**EXCERPT TO READ**
□ □ □
XHTML and how to do it right

T

Thomas Mlynarczyk

Hi,

I want to write a site in XHTML1.0 Strict, but it should - of course - also
work with older browsers who don't know about XML yet. Now I have found
information on that subject, but some of the sources contradict each other
or it is not quite clear what one should do and what not. For example, the
necessity of the <xml>-Prolog, the question of the charset encoding (and
where to specify it) and whether to serve the page as "text/html" or not and
which file extension should be used.

So, how do I do this right?

Greetings,
Thomas
 
W

William Tasso

Thomas said:
I want to write a site in XHTML1.0 Strict,

may I be so bold as to enquire why?
but it should - of course
- also work with older browsers who don't know about XML yet.

yet? how's that gonna work? if they don't support it now they are not going
to. maybe a later version might, but the old software will remain broken
(for want of a better word)
...
So, how do I do this right?

HTML 4.01 strict
 
T

Thomas Mlynarczyk

Also sprach William Tasso:
yet? how's that gonna work? if they don't support it now they are
not going to. maybe a later version might, but the old software will
remain broken (for want of a better word)

Maybe I should have said that it should be *compatible* with older browsers.
HTML 4.01 strict

The more I think about it, this may be indeed the best solution. Still,
isn't XHTML supposed to be "the future" of the WWW? So wouldn't it be a good
idea to make use of XML, while somehow providing a "graceful degradation"
□ □ □
**SUPPLIED ENTRIES**
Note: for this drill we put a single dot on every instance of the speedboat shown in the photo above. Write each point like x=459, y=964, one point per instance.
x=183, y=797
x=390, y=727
□ □ □
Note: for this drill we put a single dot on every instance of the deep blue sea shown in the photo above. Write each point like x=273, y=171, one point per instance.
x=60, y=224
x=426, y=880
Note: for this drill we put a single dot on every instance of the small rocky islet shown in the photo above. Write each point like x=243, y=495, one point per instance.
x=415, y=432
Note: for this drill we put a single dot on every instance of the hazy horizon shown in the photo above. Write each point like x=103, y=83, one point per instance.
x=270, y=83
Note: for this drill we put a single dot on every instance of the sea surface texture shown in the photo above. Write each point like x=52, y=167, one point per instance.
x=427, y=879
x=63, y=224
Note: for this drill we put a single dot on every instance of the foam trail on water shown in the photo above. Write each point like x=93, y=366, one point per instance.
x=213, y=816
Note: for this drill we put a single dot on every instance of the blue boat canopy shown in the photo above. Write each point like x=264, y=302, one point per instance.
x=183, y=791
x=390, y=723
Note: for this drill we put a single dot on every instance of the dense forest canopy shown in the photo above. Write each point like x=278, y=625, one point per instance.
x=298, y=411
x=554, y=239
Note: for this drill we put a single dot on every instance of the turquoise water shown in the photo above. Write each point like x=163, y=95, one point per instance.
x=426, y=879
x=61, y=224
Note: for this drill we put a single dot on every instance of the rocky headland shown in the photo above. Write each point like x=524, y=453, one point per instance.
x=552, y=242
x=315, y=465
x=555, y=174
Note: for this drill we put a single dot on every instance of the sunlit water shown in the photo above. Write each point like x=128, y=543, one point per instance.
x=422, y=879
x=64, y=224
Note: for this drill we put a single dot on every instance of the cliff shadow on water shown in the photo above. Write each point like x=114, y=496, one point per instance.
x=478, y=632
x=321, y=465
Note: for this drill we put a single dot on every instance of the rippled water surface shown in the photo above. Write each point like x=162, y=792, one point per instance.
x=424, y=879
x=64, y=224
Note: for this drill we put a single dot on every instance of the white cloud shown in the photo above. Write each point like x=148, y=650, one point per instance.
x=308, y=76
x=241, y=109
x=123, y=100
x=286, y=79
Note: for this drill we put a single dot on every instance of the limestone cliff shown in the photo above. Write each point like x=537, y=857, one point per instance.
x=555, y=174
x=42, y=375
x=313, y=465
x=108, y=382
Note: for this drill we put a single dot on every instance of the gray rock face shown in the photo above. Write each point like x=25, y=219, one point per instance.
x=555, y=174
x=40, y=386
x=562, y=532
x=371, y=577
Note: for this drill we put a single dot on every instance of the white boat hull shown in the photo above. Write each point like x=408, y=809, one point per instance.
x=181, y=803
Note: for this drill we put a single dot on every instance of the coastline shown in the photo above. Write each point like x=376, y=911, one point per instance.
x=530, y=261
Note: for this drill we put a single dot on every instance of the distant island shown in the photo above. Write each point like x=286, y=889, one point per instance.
□ □ □
**EXERCISE INSTRUCTIONS**
Translate this sentence from the forum thread on XHTML into Spanish: "The more I think about it, this may be indeed the best solution." The listing has no connection to the forum thread on XHTML.

**ANSWER**
Cuanto más lo pienso, más creo que esta puede ser, en efecto, la mejor solución.